## [What you need to do]
[a] In the conference preview, what is the title of the session the writer previews?
[b] Carry on with the conference preview, starting after its last sentence.

[Begin Document]

This marquee event is only a couple of weeks away (and registrations are still being accepted if your calendar can accommodate) and it promises to be a fantastic opportunity to engage in new thinking to help you tackle your biggest digital customer experience challenges.
This unique two-day conference brings together the latest trends of digital and customer experience into a singular summit and I’m looking forward to connecting with many of our IBM iX clients on site.
I thought I would preview a bit of my session (“Fueling the Next Era of CX Through AI”) here to whet your appetite.
The Cognitive Era has ushered in a new golden age of business, enabled by cognitive tools that are already allowing customer (and employee…and partner) experiences to be more human and more intuitive, more contextual and personalized, and even more emotionally relevant.

[End Document]
[Begin Listed records]

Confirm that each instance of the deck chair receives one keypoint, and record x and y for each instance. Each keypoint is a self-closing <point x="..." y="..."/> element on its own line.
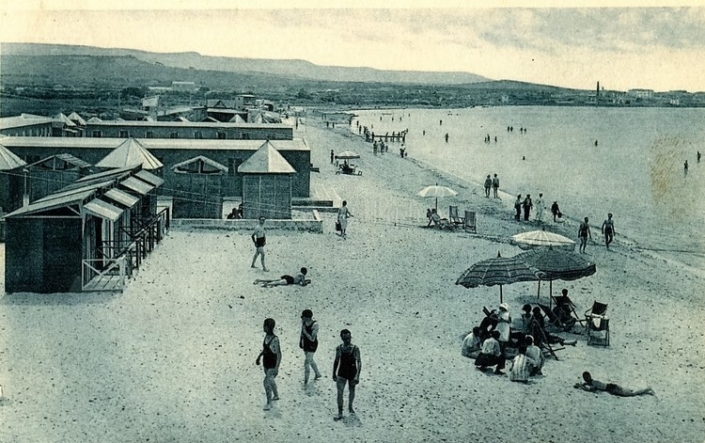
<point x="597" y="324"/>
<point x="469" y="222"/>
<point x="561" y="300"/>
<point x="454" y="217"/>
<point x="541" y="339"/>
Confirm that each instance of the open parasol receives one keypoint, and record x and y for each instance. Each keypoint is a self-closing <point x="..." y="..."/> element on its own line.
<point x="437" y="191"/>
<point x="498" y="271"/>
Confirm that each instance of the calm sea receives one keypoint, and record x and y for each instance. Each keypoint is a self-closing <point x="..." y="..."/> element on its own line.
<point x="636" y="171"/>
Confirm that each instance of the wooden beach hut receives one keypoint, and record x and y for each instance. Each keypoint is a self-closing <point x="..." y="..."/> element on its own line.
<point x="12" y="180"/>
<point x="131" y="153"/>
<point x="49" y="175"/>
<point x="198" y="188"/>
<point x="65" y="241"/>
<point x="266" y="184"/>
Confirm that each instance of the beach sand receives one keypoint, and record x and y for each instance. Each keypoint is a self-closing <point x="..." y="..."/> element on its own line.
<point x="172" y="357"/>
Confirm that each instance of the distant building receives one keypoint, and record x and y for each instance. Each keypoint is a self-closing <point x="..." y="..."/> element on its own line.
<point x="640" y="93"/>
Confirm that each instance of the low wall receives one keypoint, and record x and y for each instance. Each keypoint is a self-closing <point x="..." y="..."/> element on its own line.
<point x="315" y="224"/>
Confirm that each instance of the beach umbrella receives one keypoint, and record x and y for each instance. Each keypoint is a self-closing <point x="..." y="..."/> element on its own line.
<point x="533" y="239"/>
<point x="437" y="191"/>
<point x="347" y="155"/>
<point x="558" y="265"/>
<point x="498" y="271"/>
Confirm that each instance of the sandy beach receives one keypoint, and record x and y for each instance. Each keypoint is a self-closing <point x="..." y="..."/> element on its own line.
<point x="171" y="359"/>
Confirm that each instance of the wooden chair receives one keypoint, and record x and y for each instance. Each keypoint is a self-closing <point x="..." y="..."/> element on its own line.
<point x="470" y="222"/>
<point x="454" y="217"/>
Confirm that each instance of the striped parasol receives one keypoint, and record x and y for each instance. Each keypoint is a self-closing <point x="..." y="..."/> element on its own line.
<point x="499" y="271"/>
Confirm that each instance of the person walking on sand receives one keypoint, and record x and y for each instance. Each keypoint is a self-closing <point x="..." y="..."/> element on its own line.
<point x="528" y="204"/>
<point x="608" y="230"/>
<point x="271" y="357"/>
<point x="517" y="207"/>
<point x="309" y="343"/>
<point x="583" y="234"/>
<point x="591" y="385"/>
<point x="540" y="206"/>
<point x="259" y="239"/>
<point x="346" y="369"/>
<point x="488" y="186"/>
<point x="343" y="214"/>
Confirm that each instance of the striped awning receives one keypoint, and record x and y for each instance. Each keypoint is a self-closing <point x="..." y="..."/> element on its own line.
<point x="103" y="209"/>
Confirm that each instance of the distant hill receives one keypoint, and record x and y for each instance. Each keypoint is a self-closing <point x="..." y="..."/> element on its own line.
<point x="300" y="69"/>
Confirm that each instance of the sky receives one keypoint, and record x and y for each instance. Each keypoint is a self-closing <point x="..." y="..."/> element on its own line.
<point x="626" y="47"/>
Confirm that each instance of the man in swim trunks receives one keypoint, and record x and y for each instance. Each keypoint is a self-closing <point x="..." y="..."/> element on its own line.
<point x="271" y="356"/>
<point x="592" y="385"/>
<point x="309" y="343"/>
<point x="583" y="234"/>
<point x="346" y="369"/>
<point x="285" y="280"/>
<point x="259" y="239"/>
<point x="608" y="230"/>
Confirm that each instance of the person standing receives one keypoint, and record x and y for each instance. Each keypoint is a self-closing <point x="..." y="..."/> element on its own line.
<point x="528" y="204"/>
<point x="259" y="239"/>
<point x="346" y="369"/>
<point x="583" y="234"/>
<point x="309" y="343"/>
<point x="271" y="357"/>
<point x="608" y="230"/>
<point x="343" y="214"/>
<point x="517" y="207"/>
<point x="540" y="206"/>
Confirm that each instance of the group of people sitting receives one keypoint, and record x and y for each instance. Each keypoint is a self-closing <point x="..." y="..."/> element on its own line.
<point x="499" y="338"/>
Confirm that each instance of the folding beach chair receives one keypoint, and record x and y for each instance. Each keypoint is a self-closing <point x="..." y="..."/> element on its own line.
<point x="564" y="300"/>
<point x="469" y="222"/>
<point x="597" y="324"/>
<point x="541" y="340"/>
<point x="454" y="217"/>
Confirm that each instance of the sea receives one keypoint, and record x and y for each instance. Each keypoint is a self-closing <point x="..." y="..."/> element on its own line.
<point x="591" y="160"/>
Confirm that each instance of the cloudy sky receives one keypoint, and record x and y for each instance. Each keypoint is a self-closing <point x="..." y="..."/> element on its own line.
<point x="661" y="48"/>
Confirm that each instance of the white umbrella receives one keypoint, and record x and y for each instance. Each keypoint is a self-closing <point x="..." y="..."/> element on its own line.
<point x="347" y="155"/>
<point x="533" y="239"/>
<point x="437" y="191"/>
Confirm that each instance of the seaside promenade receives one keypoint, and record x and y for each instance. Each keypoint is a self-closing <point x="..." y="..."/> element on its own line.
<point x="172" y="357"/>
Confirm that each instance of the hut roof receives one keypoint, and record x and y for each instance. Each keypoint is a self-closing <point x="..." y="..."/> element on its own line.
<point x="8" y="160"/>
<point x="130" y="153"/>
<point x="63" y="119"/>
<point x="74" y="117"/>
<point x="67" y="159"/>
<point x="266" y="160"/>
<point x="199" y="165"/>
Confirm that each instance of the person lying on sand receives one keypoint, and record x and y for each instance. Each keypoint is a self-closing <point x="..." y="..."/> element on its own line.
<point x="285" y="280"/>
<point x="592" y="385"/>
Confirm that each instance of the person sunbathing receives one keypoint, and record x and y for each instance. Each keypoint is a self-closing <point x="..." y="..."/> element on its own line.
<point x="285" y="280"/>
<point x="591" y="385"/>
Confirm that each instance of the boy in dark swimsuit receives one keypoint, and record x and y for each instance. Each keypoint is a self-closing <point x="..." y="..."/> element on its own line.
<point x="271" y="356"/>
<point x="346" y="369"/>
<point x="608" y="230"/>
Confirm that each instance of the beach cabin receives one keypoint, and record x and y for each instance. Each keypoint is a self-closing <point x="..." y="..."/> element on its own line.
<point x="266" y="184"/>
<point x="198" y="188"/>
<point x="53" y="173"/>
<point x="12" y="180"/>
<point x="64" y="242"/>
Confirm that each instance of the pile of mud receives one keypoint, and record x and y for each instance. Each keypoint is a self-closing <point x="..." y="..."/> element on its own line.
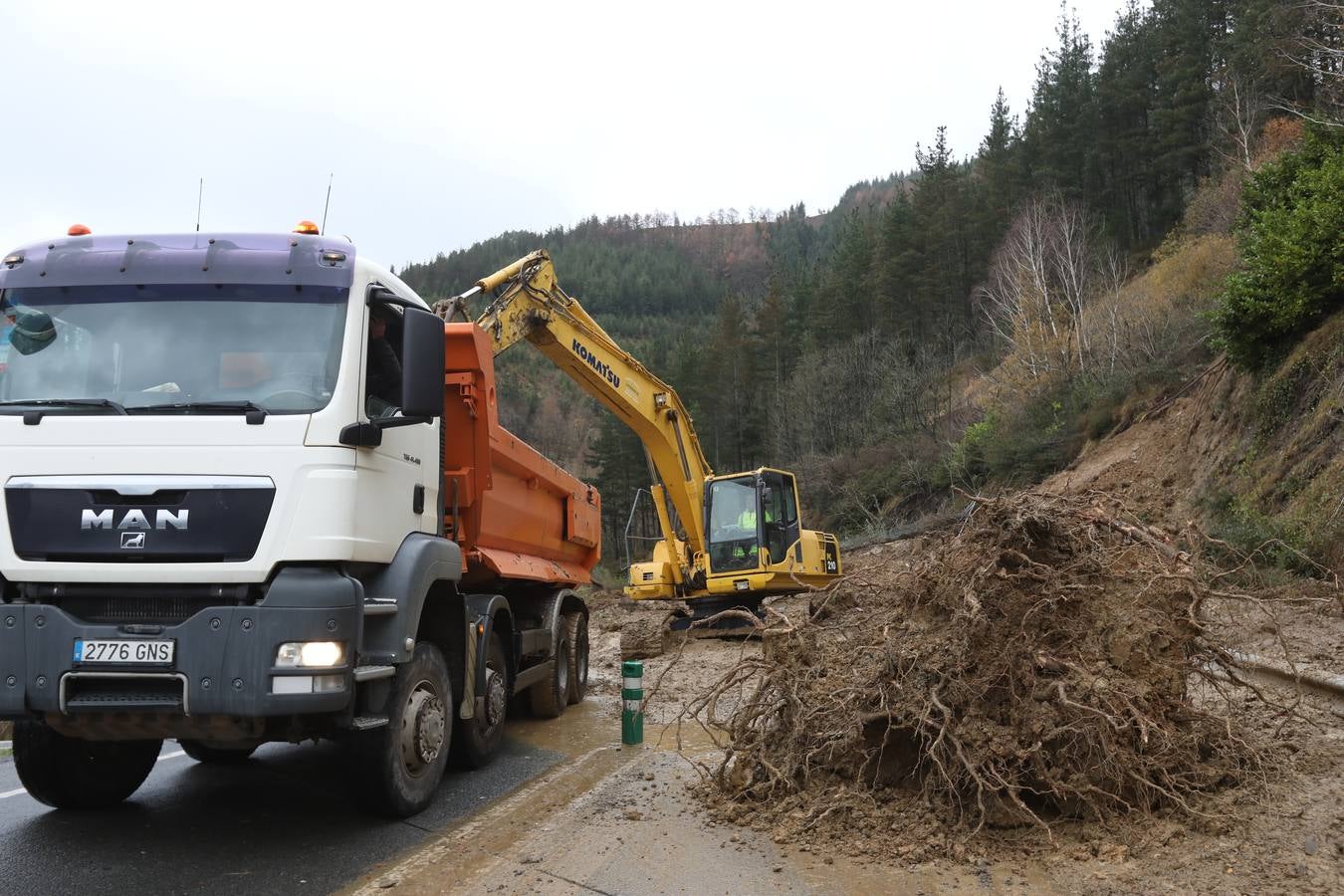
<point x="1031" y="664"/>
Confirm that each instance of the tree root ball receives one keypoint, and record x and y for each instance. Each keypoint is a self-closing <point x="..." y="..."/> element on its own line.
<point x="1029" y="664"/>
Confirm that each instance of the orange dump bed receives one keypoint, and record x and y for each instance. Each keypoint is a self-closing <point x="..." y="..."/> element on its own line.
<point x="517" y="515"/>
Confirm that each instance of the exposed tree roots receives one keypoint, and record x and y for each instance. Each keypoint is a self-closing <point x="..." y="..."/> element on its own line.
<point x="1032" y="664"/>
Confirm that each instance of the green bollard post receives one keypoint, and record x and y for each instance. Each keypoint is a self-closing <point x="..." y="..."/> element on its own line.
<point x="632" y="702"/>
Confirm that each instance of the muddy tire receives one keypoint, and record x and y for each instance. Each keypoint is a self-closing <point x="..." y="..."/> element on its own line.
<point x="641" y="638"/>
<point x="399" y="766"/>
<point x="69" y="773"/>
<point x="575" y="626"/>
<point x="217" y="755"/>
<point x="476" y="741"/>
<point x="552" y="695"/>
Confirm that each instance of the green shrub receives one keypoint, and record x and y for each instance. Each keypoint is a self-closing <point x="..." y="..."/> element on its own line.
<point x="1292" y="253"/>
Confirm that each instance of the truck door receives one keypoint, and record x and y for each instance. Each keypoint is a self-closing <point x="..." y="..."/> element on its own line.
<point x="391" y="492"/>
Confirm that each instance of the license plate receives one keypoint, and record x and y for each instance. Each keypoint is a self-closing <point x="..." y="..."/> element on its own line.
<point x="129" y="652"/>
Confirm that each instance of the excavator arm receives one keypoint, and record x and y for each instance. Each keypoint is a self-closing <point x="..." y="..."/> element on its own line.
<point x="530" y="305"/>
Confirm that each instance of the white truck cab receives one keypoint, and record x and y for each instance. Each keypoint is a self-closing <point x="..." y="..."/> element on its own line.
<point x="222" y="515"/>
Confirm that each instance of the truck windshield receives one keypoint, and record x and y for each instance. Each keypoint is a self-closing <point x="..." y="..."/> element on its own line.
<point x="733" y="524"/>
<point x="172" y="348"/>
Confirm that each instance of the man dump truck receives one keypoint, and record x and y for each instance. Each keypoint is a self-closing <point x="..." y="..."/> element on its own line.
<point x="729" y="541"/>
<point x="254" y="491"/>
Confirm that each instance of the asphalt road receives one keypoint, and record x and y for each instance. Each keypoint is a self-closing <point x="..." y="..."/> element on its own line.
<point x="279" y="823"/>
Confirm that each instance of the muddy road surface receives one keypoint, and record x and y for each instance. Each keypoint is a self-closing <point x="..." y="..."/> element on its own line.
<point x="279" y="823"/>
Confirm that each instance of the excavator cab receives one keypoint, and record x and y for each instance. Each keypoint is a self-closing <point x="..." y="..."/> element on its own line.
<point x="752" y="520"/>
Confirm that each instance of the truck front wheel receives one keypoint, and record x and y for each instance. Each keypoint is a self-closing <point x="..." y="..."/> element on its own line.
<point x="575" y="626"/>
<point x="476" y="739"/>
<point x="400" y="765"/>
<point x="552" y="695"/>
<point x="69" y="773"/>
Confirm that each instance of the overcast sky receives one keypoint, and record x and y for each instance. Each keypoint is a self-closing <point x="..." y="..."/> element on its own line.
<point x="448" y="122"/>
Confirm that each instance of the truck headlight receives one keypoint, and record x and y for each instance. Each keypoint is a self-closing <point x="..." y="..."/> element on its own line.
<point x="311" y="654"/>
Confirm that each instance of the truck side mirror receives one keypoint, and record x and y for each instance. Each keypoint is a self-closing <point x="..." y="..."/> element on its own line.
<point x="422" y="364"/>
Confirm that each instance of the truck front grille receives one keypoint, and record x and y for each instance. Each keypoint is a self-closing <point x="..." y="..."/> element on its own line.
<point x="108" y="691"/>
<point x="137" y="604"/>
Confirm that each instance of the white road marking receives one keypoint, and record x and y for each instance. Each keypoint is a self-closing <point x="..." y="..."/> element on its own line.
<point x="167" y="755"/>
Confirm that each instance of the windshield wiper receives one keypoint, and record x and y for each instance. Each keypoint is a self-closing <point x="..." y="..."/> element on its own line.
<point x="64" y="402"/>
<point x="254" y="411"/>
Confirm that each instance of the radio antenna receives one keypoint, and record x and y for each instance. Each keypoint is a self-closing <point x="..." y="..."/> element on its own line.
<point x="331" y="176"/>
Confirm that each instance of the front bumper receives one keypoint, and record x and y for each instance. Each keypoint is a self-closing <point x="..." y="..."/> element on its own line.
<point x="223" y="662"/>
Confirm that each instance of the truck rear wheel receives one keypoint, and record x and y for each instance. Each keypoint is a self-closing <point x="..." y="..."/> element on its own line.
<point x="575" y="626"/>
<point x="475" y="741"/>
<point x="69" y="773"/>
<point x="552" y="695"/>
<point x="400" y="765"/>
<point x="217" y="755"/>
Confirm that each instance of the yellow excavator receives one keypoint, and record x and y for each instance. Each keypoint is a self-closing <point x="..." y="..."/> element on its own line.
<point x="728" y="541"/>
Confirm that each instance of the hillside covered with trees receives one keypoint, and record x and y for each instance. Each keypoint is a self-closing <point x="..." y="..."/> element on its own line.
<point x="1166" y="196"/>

[End Listed records]

## [Answers below]
[a] “Fueling the Next Era of CX Through AI”

[b]
A recent Pegasystems survey revealed that only about one in three people (36%) are comfortable with businesses using artificial intelligence (or AI) to engage with them – even if this typically results in a better customer experience – yet 84% of those surveyed USE at least one AI-powered device (think Siri, Amazon Alexa, etc.). So it starts to make sense when you see that 72% of those surveyed say that they “understand” AI, but can’t really define it.
Mission #1 during my session will certainly be to help define artificial intelligence and cognitive computing in today’s business environment context…and more importantly, help explain why there is so much attention on all of this today AND why this must matter to you, to your audiences, and to your enterprise.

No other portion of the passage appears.